++++ Penggalan Teks

Jakarta, FORTUNE - Indonesia jadi negara kedua paling diminati perusahaan Amerika Serikat (AS) untuk memperluas bisnis di kawasan Asia Tenggara (Asean). Ini terungkap dari survei Standard Chartered yang hasilnya dituangkan dalam “Borderless Business: US-ASEAN Corridor”, sebuah laporan strategis tentang peluang besar pertumbuhan lintas batas di koridor perdagangan AS dan negara-negara Asean.
Dalam riset tersebut, para eksekutif perusahaan AS berfokus pada ekspansi untuk menangkap peluang penjualan dan produksi di Singapura (58 persen), Indonesia (45 persen), Thailand (43 persen), Filipina (38 persen), Malaysia dan Vietnam (keduanya sebesar 35 persen).
“Mayoritas perusahaan AS juga mengharapkan pertumbuhan bisnis yang kuat di wilayah ini dalam kurun waktu hingga 12 bulan ke depan dengan 93 persen responden mengharapkan peningkatan pendapatan dan 86 persen berharap adanya ekspansi produksi," demikian keterangan resmi Standard Chartered, seperti dikutip Antara, Rabu (22/9).
Standard Chartered juga memprediksi Asean akan terus menjadi pasar yang menarik bagi perusahaan- perusahaan AS. Pasalnya, populasi penduduk kawasan ini diproyeksikan bakal mencapai 723 juta pada 2030. 67 persen dari angka itu diperkirakan tergolong kelas menengah.
Sementara Indonesia, dengan jumlah penduduk melebihi 270 juta, diprediksi tetap menjadi daya tarik terkuat bagi perusahaan AS untuk memperluas basis konsumen dan produksinya.
Daya tarik lain dari negara-negara Asean adalah akses terhadap sumber daya manusia yang kuat dengan kecakapan tinggi dalam bahasa Inggris. Ini akan sangat memudahkan perusahaan-perusahaan AS yang ingin memanfaatkan tenaga kerja di kawasan.
Menurut eksekutif senior perusahaan AS yang disurvei, sejumlah pendorong penting untuk ekspansi ke kawasan Asean adalah akses pasar konsumen yang besar dan berkembang (70 persen), ketersediaan tenaga kerja yang terampil dan dalam jumlah besar (53 persen), serta diversifikasi jejak produksi (40 persen)
Bahkan sebanyak 43 persen responden mengindikasikan bahwa mereka berencana untuk meningkatkan investasi di Asean dalam 3-5 tahun ke depan untuk memanfaatkan peluang yang akan dibawa oleh ratifikasi perjanjian Kemitraan Ekonomi Komprehensif Regional (Regional Comprehensive Economic Partnership/RCEP).
Risiko Asean
Terlepas dari optimismenya, para eksekutif AS yang disurvei mengakui keberadaan risiko yang mesti dimitigasi.
Tiga risiko teratas yang teridentifikasi adalah ketidakpastian geopolitik dan konflik perdagangan (73 persen), pemulihan ekonomi yang lambat dan penurunan minat belanja konsumen (65 persen), serta pandemi Covid-19 atau krisis kesehatan lainnya yang sedang berlangsung (63 persen).
Adapun untuk mendukung pertumbuhannya, perusahaan-perusahaan tersebut menyatakan tengah mencari mitra perbankan yang menawarkan layanan pembiayaan korporasi dan penggalangan modal satu atap (50 persen).
Di samping itu, mereka juga membutuhkan lindung nilai valuta asing dan layanan penyelesaian dalam berbagai mata uang (48 persen), serta jaringan lintas batas dan pemahaman pasar lokal yang komprehensif (48 persen).

++++++++
++++ Data Tersimpan

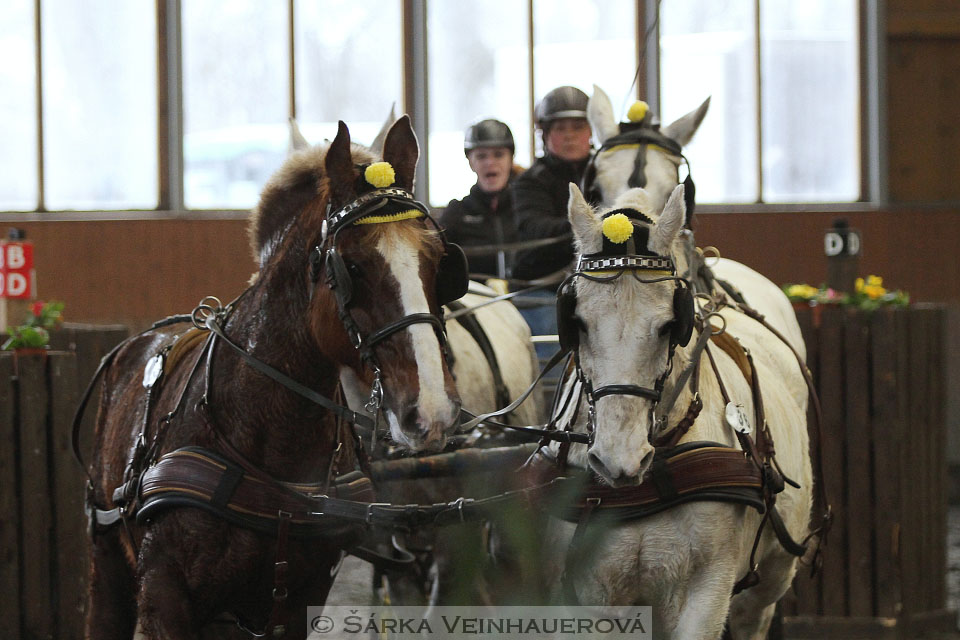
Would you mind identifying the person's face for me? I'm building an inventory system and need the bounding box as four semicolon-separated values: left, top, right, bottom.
546;118;590;162
467;147;513;193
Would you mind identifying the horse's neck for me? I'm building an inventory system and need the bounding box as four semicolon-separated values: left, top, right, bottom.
666;330;735;445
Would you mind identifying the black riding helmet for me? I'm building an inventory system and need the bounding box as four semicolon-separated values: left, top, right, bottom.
463;118;516;155
535;86;589;130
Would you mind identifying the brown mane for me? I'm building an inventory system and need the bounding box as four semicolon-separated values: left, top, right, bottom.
247;143;379;263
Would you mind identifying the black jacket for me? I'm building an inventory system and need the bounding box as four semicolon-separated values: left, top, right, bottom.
510;154;587;280
440;185;517;277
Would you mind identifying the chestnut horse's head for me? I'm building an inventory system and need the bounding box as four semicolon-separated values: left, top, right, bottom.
251;116;466;450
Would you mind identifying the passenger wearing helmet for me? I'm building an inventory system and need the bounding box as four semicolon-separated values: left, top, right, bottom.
440;119;522;278
511;86;592;280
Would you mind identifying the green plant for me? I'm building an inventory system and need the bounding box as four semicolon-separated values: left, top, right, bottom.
0;301;64;350
783;275;910;311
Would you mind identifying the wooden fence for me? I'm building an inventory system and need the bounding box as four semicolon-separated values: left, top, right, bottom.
783;305;956;639
0;325;128;640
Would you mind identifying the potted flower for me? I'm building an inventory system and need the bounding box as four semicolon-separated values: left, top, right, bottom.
783;275;910;325
0;301;64;353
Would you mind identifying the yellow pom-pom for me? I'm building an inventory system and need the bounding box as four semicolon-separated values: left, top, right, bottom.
627;100;650;122
363;162;397;189
603;213;633;244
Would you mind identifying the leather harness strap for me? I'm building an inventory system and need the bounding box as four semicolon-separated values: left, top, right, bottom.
447;300;511;407
526;442;766;522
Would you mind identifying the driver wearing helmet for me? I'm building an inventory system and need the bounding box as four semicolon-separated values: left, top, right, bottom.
440;119;523;278
511;86;592;280
511;86;592;350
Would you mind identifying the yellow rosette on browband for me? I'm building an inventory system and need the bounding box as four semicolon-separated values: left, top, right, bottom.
603;213;633;244
363;162;397;189
627;100;650;122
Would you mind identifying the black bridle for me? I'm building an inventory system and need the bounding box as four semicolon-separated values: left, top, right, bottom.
309;187;467;413
558;255;694;443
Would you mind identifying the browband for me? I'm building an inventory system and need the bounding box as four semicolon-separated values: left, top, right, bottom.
577;256;676;273
327;187;427;234
597;123;683;156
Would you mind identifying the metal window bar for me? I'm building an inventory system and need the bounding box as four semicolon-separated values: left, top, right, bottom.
33;0;46;212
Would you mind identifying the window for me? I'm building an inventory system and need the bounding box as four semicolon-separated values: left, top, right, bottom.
181;0;289;209
0;0;881;212
427;0;637;206
0;0;158;210
294;0;404;144
0;0;39;211
659;0;861;203
427;0;531;206
181;0;403;209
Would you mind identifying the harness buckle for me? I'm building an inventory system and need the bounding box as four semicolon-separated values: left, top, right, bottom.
363;366;383;413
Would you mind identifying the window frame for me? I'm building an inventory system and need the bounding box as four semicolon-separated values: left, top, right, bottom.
641;0;888;213
0;0;889;222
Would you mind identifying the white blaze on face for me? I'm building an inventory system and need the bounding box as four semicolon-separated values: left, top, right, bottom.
377;233;451;430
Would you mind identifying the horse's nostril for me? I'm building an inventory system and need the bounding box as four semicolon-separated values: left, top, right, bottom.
587;453;613;479
400;405;419;433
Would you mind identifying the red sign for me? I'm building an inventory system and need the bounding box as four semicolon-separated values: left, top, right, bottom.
0;241;37;300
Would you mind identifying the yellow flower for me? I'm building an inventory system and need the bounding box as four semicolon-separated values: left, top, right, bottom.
855;276;887;300
603;213;633;244
363;162;397;189
787;284;820;300
627;100;650;122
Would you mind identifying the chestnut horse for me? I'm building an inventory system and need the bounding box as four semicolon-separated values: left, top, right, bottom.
80;116;466;640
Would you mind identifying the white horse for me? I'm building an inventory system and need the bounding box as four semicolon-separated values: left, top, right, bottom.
290;117;540;425
587;85;806;358
545;185;812;640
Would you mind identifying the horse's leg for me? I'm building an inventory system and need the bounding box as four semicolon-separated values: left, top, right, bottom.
267;572;339;640
671;564;736;640
84;529;137;640
137;552;200;640
730;543;796;640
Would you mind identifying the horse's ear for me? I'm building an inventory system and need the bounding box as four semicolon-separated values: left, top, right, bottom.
567;182;603;254
661;96;710;147
383;114;420;193
324;120;356;204
647;184;687;256
287;118;310;155
587;85;619;145
370;102;397;155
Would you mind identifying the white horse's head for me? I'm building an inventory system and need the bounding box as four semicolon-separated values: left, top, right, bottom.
587;85;710;211
561;185;692;486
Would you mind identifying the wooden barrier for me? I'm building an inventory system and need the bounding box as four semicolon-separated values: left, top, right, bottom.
783;305;956;639
0;326;127;640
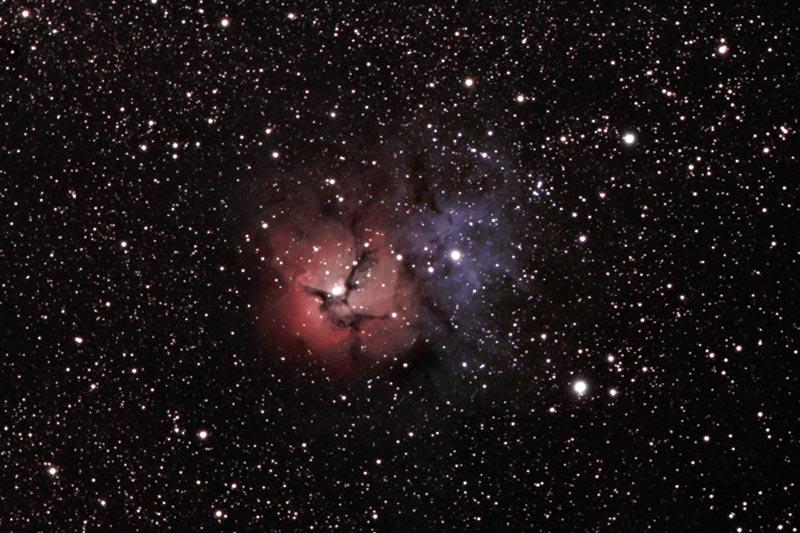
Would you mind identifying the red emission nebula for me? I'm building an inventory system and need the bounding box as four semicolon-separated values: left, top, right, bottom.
260;185;419;372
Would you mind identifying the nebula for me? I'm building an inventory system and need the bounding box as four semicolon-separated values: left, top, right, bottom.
258;163;516;372
262;181;420;371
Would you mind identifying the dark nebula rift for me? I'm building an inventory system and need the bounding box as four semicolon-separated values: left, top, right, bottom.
258;168;514;373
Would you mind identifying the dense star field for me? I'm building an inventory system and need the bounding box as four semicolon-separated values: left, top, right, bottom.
0;0;800;531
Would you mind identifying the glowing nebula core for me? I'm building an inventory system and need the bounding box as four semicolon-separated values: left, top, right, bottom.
262;190;419;371
257;169;519;373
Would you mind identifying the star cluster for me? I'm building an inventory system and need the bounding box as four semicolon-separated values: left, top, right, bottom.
0;0;800;531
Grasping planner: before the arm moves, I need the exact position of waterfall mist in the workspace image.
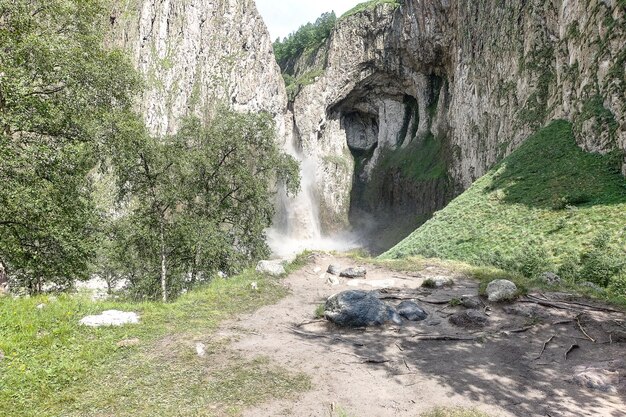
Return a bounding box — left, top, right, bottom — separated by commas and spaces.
266, 133, 361, 258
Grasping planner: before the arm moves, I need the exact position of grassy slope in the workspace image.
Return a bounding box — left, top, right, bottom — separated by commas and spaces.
382, 121, 626, 264
0, 258, 310, 417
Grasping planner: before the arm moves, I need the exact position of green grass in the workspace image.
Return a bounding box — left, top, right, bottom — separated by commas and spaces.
420, 407, 489, 417
340, 0, 402, 19
382, 121, 626, 265
0, 264, 310, 417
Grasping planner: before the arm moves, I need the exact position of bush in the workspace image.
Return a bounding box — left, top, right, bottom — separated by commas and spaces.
609, 274, 626, 298
579, 233, 626, 287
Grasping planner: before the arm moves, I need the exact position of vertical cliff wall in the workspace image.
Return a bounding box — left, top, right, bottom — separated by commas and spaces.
111, 0, 291, 139
286, 0, 626, 250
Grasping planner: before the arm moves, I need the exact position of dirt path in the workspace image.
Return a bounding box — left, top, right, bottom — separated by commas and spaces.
219, 255, 626, 417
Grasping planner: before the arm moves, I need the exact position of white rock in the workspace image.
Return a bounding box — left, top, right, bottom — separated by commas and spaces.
80, 310, 139, 327
196, 342, 206, 358
487, 279, 517, 303
326, 275, 341, 287
256, 261, 287, 277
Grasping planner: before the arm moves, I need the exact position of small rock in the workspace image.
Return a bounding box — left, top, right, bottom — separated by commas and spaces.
324, 291, 402, 327
117, 339, 141, 347
448, 310, 487, 329
339, 267, 367, 278
326, 265, 341, 275
396, 301, 428, 321
580, 281, 604, 292
461, 295, 483, 310
541, 272, 561, 285
326, 275, 340, 287
487, 279, 517, 303
256, 261, 287, 277
422, 276, 454, 288
572, 369, 619, 394
80, 310, 139, 327
196, 342, 206, 358
348, 279, 396, 289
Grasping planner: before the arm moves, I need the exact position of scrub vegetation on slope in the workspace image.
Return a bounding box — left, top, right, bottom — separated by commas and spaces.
383, 120, 626, 292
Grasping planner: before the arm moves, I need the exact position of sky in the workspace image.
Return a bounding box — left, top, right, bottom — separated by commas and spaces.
256, 0, 363, 40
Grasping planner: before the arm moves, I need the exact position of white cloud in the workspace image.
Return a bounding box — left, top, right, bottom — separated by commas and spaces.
256, 0, 362, 39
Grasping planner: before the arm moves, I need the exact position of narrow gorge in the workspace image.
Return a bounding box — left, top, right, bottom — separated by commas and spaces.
111, 0, 626, 253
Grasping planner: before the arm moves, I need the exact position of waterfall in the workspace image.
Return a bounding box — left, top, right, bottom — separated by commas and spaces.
266, 127, 360, 258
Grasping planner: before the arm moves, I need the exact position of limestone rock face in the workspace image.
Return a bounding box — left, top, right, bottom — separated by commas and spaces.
111, 0, 291, 141
293, 0, 626, 234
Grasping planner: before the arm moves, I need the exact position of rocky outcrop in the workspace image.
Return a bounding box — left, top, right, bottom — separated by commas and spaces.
111, 0, 291, 137
286, 0, 626, 245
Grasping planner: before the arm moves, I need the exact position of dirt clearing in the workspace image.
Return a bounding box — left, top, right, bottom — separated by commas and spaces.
215, 255, 626, 417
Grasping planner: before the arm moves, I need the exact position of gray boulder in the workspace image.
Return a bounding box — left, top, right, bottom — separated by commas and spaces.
461, 295, 483, 310
487, 279, 517, 303
448, 310, 487, 329
324, 291, 402, 327
541, 272, 561, 285
256, 261, 287, 277
396, 301, 428, 321
326, 265, 341, 275
339, 267, 367, 278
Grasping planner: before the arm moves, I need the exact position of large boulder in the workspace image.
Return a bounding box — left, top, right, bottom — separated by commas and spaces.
80, 310, 139, 327
324, 291, 402, 327
487, 279, 517, 303
339, 267, 367, 278
396, 301, 428, 321
256, 261, 287, 277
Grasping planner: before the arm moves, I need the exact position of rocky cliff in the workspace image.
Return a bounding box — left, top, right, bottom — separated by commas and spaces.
292, 0, 626, 250
110, 0, 291, 139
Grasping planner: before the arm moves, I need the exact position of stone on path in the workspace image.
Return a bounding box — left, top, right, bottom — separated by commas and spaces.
324, 291, 402, 327
448, 310, 487, 329
396, 300, 428, 321
80, 310, 139, 327
256, 261, 287, 277
487, 279, 517, 303
117, 338, 141, 347
326, 265, 341, 275
339, 267, 367, 278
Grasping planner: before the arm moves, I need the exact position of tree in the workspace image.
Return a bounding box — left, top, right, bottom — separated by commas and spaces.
0, 0, 139, 292
108, 109, 299, 301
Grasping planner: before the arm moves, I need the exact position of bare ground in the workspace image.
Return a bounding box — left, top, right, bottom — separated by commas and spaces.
216, 255, 626, 417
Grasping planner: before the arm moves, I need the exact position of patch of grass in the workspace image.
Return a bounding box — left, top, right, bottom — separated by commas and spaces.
339, 0, 402, 19
382, 121, 626, 282
420, 407, 489, 417
0, 258, 304, 417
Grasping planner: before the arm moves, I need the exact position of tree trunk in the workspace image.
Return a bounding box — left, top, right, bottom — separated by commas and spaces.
159, 218, 167, 303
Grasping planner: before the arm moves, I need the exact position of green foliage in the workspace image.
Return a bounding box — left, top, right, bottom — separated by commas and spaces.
0, 270, 294, 417
112, 109, 299, 300
283, 69, 324, 101
420, 407, 489, 417
341, 0, 403, 19
0, 0, 139, 292
274, 12, 337, 71
383, 121, 626, 290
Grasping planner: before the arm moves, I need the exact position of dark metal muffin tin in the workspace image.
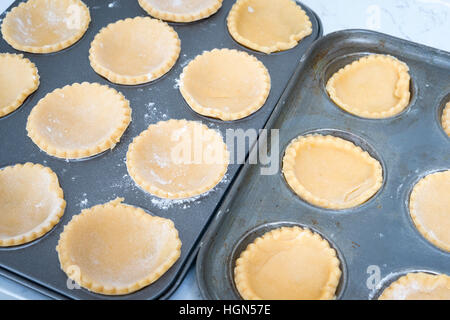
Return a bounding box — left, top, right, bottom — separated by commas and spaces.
197, 30, 450, 299
0, 0, 322, 299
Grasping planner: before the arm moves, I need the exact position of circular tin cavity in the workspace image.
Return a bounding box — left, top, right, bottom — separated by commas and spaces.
369, 269, 441, 300
436, 93, 450, 139
320, 52, 418, 121
278, 129, 387, 213
227, 221, 347, 300
404, 168, 450, 254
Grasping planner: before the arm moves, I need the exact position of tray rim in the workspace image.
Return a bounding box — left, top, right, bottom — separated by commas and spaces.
0, 0, 323, 300
196, 28, 450, 300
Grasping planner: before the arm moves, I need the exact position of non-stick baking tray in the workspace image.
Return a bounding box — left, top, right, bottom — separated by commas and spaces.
197, 30, 450, 299
0, 0, 322, 299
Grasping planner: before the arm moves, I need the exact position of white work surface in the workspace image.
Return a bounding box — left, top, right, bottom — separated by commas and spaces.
0, 0, 450, 299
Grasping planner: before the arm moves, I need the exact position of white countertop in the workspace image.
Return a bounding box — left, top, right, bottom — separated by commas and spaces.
0, 0, 450, 299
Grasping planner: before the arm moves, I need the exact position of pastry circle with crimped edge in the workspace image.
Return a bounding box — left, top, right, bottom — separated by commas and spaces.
180, 49, 270, 121
227, 0, 312, 53
0, 53, 39, 117
234, 226, 342, 300
126, 119, 229, 199
409, 170, 450, 252
442, 102, 450, 137
89, 17, 181, 85
378, 272, 450, 300
0, 162, 66, 247
56, 198, 181, 295
326, 54, 411, 119
283, 134, 383, 210
1, 0, 91, 53
27, 82, 131, 159
138, 0, 223, 22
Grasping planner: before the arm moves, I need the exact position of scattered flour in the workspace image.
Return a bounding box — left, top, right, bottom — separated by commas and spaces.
173, 79, 181, 89
78, 193, 89, 209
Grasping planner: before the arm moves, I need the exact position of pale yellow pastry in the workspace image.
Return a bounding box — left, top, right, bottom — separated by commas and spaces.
2, 0, 91, 53
27, 82, 131, 159
126, 120, 229, 199
0, 163, 66, 247
327, 54, 411, 119
89, 17, 180, 85
234, 227, 341, 300
227, 0, 312, 53
379, 272, 450, 300
56, 198, 181, 295
0, 53, 39, 117
283, 135, 383, 209
180, 49, 270, 120
139, 0, 222, 22
409, 170, 450, 252
442, 102, 450, 137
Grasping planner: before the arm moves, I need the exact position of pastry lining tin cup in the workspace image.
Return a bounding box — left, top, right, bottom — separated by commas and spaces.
0, 0, 322, 299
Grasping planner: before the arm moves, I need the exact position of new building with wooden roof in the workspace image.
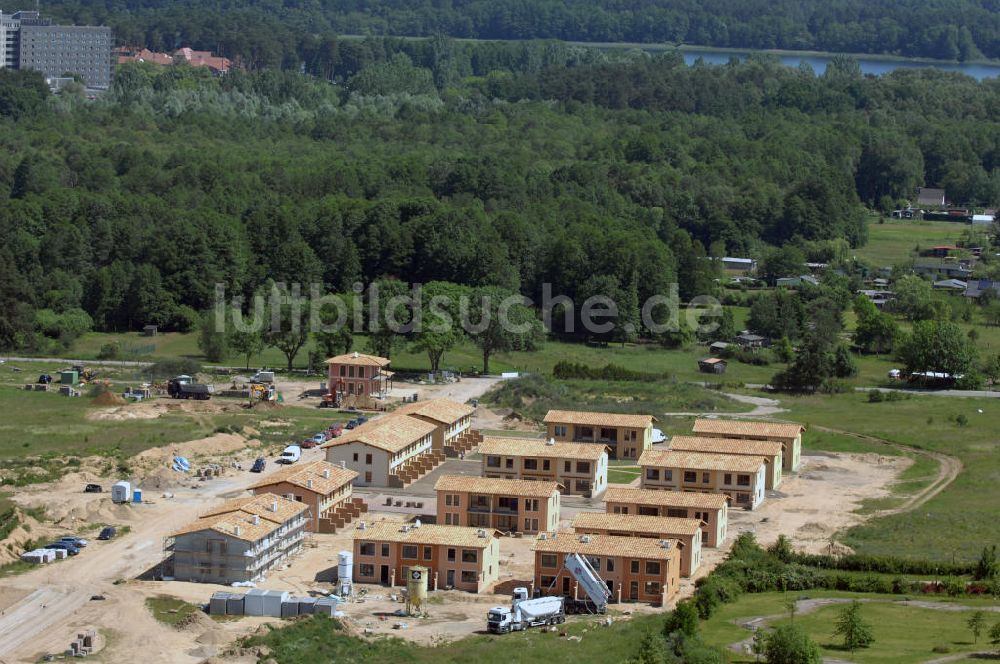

++++++++

Tujuan Latihan
Tuliskan kembali secara persis bagian teks tentang ekspansi perusahaan AS ke Asean yang diawali dengan kata-kata yang memuat "Tiga risiko teratas" dan diakhiri dengan "berlangsung (63 persen).". Catatan-catatan di atas tidak diperlukan.

Jawaban
Tiga risiko teratas yang teridentifikasi adalah ketidakpastian geopolitik dan konflik perdagangan (73 persen), pemulihan ekonomi yang lambat dan penurunan minat belanja konsumen (65 persen), serta pandemi Covid-19 atau krisis kesehatan lainnya yang sedang berlangsung (63 persen).